Task statement: Rewrite the part of the records that opens with the line containing "of the turquoise" and runs through the end of the records, replacing "marker" with "pin" and leaving everything else unchanged.

>> START Record extracts

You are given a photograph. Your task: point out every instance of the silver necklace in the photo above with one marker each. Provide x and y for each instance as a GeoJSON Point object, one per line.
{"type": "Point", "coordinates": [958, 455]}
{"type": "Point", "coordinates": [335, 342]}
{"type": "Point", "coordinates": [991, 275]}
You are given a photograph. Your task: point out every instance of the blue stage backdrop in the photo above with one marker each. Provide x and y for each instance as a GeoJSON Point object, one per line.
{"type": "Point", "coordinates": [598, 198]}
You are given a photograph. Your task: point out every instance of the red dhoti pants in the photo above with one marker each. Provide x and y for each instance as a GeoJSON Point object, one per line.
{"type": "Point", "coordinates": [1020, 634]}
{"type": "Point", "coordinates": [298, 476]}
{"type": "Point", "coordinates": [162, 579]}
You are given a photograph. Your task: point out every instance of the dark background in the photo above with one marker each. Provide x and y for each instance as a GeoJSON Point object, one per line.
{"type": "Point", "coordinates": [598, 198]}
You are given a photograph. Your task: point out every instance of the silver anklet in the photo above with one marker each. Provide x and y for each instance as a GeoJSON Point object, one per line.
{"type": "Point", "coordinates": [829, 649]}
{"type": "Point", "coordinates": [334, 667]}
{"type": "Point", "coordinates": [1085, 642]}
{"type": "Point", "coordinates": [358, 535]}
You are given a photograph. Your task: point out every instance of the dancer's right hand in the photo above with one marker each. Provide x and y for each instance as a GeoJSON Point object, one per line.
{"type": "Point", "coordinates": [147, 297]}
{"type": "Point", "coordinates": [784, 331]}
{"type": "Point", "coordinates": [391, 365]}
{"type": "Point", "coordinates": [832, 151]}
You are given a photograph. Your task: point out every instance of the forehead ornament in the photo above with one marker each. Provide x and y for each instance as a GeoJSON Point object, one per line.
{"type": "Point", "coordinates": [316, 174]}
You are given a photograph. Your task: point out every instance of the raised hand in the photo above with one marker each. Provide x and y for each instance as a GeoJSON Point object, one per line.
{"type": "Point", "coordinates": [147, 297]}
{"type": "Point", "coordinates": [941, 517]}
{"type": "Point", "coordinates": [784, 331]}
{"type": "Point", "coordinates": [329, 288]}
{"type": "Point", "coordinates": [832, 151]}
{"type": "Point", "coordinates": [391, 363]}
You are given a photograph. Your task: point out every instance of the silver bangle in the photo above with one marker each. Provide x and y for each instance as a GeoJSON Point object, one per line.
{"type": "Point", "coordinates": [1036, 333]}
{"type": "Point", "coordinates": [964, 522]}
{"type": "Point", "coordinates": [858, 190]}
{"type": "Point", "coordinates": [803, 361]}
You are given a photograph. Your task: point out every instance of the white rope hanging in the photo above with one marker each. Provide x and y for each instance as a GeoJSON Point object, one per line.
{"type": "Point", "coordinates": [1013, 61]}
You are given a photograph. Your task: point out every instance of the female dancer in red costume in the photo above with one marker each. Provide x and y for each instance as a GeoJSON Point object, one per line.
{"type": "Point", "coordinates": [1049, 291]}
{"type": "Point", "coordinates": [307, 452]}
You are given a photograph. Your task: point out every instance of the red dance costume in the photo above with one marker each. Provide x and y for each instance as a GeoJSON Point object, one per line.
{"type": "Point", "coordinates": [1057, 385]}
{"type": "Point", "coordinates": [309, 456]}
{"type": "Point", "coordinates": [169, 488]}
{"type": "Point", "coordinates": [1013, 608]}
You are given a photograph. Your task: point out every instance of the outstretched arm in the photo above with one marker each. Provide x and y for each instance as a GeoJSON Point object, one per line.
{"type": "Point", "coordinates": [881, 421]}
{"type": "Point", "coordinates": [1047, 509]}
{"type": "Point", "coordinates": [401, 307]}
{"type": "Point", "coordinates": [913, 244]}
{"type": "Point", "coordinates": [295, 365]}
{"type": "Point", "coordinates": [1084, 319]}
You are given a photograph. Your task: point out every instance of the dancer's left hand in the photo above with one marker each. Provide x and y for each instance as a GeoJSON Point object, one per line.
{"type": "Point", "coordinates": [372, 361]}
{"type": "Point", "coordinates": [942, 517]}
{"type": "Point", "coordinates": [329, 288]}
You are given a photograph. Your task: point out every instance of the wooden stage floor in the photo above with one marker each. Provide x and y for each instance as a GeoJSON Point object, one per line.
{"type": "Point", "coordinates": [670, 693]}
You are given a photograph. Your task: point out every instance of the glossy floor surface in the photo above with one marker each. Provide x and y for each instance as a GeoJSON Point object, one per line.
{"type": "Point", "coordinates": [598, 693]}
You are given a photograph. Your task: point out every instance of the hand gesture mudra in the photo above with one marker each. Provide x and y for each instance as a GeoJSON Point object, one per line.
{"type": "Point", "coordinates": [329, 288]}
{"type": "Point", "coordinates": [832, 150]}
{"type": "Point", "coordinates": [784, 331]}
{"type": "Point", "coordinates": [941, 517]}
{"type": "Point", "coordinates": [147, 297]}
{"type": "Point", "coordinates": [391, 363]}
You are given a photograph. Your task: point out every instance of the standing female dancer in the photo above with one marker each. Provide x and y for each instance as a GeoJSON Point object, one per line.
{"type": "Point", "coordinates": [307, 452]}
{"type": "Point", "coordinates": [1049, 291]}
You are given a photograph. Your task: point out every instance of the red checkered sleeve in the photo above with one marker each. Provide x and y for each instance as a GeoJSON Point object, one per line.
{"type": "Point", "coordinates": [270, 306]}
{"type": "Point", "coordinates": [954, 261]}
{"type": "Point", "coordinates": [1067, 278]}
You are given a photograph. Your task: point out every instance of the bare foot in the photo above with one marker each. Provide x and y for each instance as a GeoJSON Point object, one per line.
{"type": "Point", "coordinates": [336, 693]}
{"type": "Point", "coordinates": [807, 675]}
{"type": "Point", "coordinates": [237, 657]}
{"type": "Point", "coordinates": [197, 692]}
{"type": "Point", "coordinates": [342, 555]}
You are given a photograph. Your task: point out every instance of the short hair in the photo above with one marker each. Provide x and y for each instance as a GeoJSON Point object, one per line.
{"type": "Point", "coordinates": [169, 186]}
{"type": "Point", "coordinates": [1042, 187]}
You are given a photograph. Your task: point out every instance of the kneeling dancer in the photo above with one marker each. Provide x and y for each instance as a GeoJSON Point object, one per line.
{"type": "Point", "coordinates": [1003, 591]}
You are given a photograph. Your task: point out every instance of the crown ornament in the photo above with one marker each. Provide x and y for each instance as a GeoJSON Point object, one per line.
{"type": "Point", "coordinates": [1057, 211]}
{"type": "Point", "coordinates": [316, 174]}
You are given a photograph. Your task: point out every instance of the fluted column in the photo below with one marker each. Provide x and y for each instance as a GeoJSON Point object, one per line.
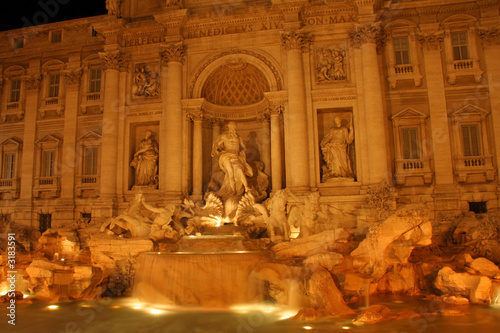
{"type": "Point", "coordinates": [366, 37]}
{"type": "Point", "coordinates": [170, 161]}
{"type": "Point", "coordinates": [443, 163]}
{"type": "Point", "coordinates": [114, 61]}
{"type": "Point", "coordinates": [197, 119]}
{"type": "Point", "coordinates": [491, 42]}
{"type": "Point", "coordinates": [69, 157]}
{"type": "Point", "coordinates": [276, 152]}
{"type": "Point", "coordinates": [265, 149]}
{"type": "Point", "coordinates": [297, 148]}
{"type": "Point", "coordinates": [216, 125]}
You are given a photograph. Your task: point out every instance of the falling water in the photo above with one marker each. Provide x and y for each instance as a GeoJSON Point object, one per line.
{"type": "Point", "coordinates": [208, 279]}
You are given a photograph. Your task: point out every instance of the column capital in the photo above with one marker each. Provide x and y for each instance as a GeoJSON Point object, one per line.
{"type": "Point", "coordinates": [115, 60]}
{"type": "Point", "coordinates": [490, 36]}
{"type": "Point", "coordinates": [73, 76]}
{"type": "Point", "coordinates": [294, 40]}
{"type": "Point", "coordinates": [195, 115]}
{"type": "Point", "coordinates": [431, 41]}
{"type": "Point", "coordinates": [32, 81]}
{"type": "Point", "coordinates": [173, 52]}
{"type": "Point", "coordinates": [367, 33]}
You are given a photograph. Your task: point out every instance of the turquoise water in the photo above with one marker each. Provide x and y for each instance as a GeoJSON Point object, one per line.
{"type": "Point", "coordinates": [127, 315]}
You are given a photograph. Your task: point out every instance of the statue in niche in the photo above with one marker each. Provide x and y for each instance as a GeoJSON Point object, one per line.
{"type": "Point", "coordinates": [334, 147]}
{"type": "Point", "coordinates": [145, 161]}
{"type": "Point", "coordinates": [230, 149]}
{"type": "Point", "coordinates": [146, 82]}
{"type": "Point", "coordinates": [131, 219]}
{"type": "Point", "coordinates": [331, 64]}
{"type": "Point", "coordinates": [113, 7]}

>> END Record extracts

Finished task:
You are given a photograph. Your task: point out every instance of the turquoise water in the photo above with one pin each. Provide x and y for each instance as a GeoJSON Point object, one per line.
{"type": "Point", "coordinates": [127, 315]}
You are given a photograph. Your task: point out every instance of the statue in niche in the photo above with one pin each. Provide x and y for each instance as a GeoJSON Point object, one per line.
{"type": "Point", "coordinates": [334, 147]}
{"type": "Point", "coordinates": [145, 161]}
{"type": "Point", "coordinates": [230, 149]}
{"type": "Point", "coordinates": [146, 82]}
{"type": "Point", "coordinates": [131, 219]}
{"type": "Point", "coordinates": [331, 64]}
{"type": "Point", "coordinates": [113, 7]}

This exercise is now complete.